Referring expression data:
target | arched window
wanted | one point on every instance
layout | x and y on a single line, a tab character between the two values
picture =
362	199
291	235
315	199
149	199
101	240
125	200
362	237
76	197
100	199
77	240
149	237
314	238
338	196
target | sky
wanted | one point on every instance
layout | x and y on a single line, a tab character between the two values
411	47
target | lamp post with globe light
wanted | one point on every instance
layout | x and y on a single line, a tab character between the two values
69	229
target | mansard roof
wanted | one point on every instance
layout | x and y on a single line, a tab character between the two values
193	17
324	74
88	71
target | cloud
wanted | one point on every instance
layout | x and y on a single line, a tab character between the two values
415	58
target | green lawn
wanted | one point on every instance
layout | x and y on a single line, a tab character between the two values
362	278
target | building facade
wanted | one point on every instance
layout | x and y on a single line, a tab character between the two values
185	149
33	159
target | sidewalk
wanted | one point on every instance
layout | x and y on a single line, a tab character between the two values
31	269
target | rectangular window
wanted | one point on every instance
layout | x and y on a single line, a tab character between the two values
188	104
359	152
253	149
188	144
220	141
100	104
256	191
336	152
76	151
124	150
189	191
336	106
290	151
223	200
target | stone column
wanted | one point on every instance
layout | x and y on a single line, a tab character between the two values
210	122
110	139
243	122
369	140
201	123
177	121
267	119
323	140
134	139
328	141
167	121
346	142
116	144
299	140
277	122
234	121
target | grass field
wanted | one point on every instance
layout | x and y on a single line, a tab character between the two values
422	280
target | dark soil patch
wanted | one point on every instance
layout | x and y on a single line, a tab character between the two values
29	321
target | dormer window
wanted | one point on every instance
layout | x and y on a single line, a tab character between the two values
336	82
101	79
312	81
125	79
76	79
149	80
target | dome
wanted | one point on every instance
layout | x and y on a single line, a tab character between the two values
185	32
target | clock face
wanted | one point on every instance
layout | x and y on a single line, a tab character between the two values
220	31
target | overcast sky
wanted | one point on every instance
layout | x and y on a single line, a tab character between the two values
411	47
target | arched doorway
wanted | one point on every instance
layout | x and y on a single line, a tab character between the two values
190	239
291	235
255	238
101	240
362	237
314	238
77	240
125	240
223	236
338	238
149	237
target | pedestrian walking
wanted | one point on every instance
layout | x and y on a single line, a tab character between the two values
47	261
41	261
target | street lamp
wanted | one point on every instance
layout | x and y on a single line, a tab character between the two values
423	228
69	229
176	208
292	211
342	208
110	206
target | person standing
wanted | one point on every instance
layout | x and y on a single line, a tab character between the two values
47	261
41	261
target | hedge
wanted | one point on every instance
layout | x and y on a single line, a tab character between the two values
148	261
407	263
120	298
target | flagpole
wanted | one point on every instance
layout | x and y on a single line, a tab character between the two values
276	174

▶ _What to work on_:
Across the records above, tally the lines that contain "lamp" and return the number alone.

▶ _Output for this task_:
2